Task objective: Skip every line before the one containing "[spot] the freezer", then copy that line and the rest of the entries below exactly, through the last line.

Records for the exercise:
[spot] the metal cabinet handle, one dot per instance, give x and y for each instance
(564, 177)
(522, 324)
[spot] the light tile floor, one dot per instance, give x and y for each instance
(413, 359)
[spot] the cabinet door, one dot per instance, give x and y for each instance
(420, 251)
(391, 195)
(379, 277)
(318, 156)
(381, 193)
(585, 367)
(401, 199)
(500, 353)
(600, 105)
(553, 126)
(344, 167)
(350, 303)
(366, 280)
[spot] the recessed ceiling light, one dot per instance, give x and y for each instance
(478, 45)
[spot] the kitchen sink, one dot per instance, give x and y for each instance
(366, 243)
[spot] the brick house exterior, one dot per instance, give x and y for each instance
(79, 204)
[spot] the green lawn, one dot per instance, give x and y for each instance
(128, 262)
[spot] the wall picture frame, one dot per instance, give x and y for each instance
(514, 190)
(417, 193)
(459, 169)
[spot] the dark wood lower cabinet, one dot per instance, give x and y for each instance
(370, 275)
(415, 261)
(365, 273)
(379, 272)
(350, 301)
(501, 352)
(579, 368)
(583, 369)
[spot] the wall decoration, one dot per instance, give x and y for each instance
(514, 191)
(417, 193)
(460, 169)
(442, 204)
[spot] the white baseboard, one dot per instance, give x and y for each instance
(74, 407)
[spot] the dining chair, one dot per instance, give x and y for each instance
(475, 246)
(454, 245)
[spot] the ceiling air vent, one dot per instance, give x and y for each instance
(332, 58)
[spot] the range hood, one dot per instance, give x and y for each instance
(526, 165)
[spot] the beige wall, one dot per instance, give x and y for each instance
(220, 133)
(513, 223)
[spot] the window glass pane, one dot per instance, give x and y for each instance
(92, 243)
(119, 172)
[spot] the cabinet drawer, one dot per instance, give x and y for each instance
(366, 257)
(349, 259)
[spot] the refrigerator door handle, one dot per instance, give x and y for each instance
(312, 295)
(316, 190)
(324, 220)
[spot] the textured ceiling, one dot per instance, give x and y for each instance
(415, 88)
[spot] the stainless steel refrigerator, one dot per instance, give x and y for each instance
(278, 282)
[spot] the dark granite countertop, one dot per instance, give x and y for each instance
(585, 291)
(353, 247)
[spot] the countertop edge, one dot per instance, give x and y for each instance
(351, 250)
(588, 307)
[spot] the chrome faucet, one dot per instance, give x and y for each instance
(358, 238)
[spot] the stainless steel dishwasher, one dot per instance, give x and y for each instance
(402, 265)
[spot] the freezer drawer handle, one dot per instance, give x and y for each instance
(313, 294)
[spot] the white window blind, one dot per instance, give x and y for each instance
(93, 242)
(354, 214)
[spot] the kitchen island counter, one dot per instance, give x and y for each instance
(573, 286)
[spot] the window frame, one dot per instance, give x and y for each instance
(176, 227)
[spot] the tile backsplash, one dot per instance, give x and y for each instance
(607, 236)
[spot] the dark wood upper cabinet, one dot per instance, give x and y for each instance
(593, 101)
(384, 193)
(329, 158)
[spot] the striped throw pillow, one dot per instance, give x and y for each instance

Written response:
[spot] the freezer drawer handle, one dot per instance, give x and y for each instance
(313, 294)
[spot] the white window blind, one dot per instance, give x and y for each instance
(93, 242)
(354, 214)
[spot] the kitchen island counter, one dot per instance, give x and y for each instance
(573, 286)
[spot] the window frame, one dot per instance, give x and y for each instance
(176, 227)
[spot] the tile backsplash, one dot per instance, give x and y for each instance
(607, 236)
[spot] the dark wood upper cabinet, one dot per instance, give x and y for each instance
(593, 101)
(384, 193)
(329, 158)
[spot] the striped throw pillow, one dot per instance, give x and y for each instance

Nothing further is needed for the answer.